- Job
Write out the complete material exactly as it stands.

[Start of Source data]

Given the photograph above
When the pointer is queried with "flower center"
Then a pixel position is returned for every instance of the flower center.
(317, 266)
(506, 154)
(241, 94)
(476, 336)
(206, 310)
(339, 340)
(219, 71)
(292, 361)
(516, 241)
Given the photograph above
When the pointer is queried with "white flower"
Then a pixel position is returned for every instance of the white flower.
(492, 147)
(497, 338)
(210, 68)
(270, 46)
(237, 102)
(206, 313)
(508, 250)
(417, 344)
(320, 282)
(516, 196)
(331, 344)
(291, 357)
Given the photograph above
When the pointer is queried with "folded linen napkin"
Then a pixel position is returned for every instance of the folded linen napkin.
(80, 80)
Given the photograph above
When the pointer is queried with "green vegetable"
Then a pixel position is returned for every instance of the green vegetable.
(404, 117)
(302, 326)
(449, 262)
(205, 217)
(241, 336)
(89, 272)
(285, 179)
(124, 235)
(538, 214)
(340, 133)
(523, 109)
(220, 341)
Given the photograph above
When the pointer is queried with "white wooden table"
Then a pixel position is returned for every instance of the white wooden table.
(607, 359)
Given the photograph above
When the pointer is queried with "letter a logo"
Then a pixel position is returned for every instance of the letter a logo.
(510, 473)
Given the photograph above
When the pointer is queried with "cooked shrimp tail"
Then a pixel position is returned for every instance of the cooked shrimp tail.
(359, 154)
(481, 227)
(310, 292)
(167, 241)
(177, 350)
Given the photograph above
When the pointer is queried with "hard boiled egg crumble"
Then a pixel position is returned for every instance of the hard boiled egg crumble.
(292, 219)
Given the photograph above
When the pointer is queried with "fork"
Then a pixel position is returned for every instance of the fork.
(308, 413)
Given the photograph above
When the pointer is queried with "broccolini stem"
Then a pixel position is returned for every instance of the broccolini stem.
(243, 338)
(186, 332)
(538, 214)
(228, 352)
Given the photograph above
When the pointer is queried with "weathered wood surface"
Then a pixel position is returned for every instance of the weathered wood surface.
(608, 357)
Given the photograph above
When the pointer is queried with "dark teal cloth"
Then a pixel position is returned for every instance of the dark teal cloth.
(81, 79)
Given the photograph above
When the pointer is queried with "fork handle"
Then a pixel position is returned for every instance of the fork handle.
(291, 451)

[End of Source data]

- Worked answer
Given the photograph above
When the pointer is queried with "flower center"
Then a pixel position is returned for every instance of the flower center.
(317, 266)
(506, 154)
(241, 94)
(476, 336)
(206, 310)
(339, 340)
(219, 71)
(292, 361)
(516, 241)
Given the photograph above
When the pointer is queried with "white flower"
Then a pixel position is returned for every instance of the white flower.
(492, 147)
(497, 338)
(210, 68)
(270, 46)
(237, 102)
(206, 313)
(508, 250)
(417, 344)
(320, 282)
(516, 196)
(331, 344)
(291, 357)
Given the photograph above
When the pointer is queried with "folded linen napkin"
Then a pixel position is returned for every instance of the folded linen napkin.
(80, 80)
Given the photograph above
When the pointer is queried with "green vegetable"
Then a pixel position is returned for every instance of the green vegetable.
(404, 117)
(302, 326)
(449, 262)
(205, 217)
(241, 336)
(89, 272)
(285, 179)
(124, 235)
(538, 214)
(340, 133)
(523, 109)
(220, 341)
Given the photograph above
When the pointer is queried with "white wooden table"
Then a pixel position is returned for every instance of the white wooden table.
(607, 359)
Given the photograph above
When the pointer is queried with "letter a logo"
Then a pixel position is returned for every instance of the letter a logo.
(510, 473)
Given the photograph above
When the pointer is queried with "cooked shrimp tail"
Then a pixel position is returned for every instance of the cooked shrimp tail.
(359, 154)
(481, 227)
(310, 292)
(167, 241)
(177, 350)
Given the photograph above
When the pointer is queried with "hard boiled egg crumble"
Then a pixel position is returned for every instance of the hard boiled egg crumble.
(292, 219)
Given the photograph above
When the pointer is queried with "fork"
Then a pixel position is returned for every instance of the fork.
(308, 413)
Given the photograph above
When the pointer is queried with "broccolini stem"
Then a pixel position is returned for every instance of the broccolini stem.
(243, 338)
(186, 332)
(538, 214)
(228, 352)
Given the photograph above
When the pointer is queried with "weathered wood surface"
Then a pixel position is returned for every instance of the weathered wood surface.
(608, 357)
Given the photograph above
When the pointer is queried with "dark teal cloth"
Then a pixel position is returned for every instance of the dark teal cloth.
(81, 79)
Given the photograph above
When the pointer is queried with "fork handle"
Then a pixel position is returned for every instance of the fork handle.
(291, 451)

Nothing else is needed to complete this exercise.